What you have to do.
Identify each line in the entries below that contains the word "wooden", and copy those lines out in full.
+--
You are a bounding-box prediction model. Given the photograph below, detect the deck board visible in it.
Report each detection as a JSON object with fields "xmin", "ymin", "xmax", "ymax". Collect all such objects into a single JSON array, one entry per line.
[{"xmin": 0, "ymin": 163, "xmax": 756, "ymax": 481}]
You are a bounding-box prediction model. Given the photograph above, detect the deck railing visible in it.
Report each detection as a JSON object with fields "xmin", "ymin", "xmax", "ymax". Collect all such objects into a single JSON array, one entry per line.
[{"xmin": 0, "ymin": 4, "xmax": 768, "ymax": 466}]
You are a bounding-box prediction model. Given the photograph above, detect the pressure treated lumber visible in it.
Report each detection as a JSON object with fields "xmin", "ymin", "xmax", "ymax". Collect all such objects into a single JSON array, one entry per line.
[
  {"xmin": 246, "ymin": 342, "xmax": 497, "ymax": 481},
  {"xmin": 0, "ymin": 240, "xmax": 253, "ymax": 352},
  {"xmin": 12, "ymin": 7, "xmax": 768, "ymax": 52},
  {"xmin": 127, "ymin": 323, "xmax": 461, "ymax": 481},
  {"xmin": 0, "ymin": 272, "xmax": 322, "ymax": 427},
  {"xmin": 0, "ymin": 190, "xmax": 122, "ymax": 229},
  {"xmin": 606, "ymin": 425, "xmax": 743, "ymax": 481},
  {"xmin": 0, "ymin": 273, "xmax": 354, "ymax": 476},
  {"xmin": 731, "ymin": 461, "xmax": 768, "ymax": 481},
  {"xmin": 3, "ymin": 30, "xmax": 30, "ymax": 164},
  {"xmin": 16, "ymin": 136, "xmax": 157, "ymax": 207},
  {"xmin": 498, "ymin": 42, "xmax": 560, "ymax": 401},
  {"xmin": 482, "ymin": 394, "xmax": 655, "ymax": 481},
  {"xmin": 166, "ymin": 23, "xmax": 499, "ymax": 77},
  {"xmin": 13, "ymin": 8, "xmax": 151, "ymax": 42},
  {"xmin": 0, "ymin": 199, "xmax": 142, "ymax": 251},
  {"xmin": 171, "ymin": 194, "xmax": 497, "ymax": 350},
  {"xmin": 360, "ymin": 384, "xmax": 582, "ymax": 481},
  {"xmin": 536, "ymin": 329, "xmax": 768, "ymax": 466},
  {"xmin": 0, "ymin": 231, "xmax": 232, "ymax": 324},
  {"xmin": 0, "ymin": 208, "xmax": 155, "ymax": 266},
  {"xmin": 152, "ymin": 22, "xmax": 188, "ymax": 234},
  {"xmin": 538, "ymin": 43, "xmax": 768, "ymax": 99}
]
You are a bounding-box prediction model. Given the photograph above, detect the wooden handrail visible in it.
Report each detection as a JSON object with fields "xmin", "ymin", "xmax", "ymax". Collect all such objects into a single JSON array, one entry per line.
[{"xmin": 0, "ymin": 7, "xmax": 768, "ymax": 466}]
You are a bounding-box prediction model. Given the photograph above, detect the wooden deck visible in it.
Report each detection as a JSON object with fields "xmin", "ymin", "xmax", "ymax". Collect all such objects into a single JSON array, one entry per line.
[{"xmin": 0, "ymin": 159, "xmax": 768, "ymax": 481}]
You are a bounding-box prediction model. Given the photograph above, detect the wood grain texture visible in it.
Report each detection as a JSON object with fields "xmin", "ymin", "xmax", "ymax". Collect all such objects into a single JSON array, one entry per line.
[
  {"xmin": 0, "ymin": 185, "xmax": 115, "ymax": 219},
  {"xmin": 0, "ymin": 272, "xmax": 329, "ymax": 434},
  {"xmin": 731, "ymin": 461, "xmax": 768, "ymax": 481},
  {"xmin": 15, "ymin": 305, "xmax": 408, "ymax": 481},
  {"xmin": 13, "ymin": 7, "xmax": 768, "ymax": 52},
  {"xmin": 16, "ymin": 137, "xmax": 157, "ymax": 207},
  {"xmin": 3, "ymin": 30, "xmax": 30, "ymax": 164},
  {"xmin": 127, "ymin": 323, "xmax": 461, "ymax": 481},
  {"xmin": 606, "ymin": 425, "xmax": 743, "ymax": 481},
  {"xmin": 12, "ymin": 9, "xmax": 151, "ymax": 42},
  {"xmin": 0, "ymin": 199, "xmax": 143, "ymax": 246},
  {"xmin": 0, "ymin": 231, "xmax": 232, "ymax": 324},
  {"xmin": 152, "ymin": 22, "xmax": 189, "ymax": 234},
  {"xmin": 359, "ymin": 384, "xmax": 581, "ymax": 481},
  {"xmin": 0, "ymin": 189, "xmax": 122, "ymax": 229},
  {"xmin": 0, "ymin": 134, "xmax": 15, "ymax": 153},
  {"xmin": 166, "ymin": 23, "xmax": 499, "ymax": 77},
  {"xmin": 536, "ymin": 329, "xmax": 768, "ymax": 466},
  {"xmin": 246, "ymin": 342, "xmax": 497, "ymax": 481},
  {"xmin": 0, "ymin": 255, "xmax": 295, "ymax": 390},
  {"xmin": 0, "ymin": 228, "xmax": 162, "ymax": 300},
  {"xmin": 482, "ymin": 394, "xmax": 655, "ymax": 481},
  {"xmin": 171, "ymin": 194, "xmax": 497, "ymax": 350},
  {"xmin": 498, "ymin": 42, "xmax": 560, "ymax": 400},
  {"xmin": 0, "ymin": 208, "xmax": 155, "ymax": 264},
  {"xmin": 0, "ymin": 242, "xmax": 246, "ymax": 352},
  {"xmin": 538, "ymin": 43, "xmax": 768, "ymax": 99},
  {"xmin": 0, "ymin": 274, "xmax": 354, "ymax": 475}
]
+--
Expected answer.
You are a bounding-box prediction model. Given the photograph above, detect the wooden handrail visible in it.
You are a bounding-box prediction model. Given the photograph above, detect the wooden deck visible in it.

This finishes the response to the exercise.